> **Work required**
Swap "write the pixel coordinates" for "give the pixel coordinates" everywhere it occurs in the rows below, and copy the rows out otherwise unchanged. Leave the pictures out of your answer.

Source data
┄┄┄┄┄┄┄┄┄┄┄┄┄┄┄┄┄┄┄┄
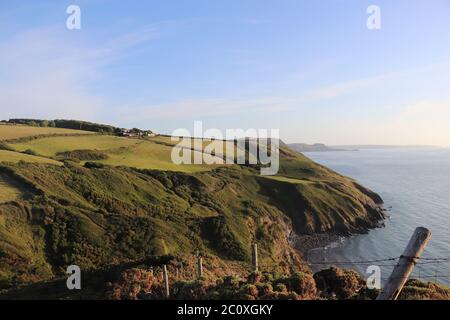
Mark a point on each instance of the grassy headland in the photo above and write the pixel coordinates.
(102, 201)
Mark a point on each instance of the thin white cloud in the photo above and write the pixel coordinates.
(47, 72)
(221, 107)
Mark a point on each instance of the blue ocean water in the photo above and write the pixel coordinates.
(415, 186)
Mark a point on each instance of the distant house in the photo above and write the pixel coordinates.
(135, 133)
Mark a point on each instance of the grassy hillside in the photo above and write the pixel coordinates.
(8, 132)
(103, 201)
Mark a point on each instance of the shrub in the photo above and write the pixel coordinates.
(339, 282)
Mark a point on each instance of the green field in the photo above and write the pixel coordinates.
(153, 153)
(8, 191)
(10, 156)
(115, 212)
(8, 132)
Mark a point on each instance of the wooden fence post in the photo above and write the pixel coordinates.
(255, 258)
(199, 267)
(166, 281)
(405, 265)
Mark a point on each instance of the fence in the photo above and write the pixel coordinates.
(403, 266)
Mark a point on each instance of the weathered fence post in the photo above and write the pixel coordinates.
(166, 281)
(405, 265)
(199, 267)
(255, 258)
┄┄┄┄┄┄┄┄┄┄┄┄┄┄┄┄┄┄┄┄
> **Right answer**
Mark a point on each instance of the grassy headland in the photo above and give the pixel coordinates.
(102, 201)
Mark a point on each instance of the thin white cloud in the photo above and give the pixel coordinates.
(47, 72)
(221, 107)
Mark a point on each instance of the blue ocean water in the photo above and give the pixel coordinates.
(415, 186)
Mark a point on each instance of the distant house in the photo above and give the pixel coordinates.
(135, 133)
Mark a point on each instance of the grassy hillside in the photo above and give the pixel coordinates.
(8, 132)
(103, 201)
Mark a point on each instance of the shrub in the photo above and give the pixel coordinates.
(339, 282)
Mark a point on each instance of the green field in the photo above and give the pixel coordinates.
(153, 153)
(8, 191)
(10, 156)
(115, 212)
(8, 132)
Mark a point on each instance of the wooden fence post in the photo above and give the pixel coordinates.
(255, 258)
(199, 267)
(166, 281)
(405, 265)
Mark a point on each instance of the fence in the photo above and give the pixel coordinates.
(403, 266)
Mark a point on each instance of the weathered fence post in the photo above and give the pixel coordinates.
(166, 281)
(405, 265)
(199, 267)
(255, 258)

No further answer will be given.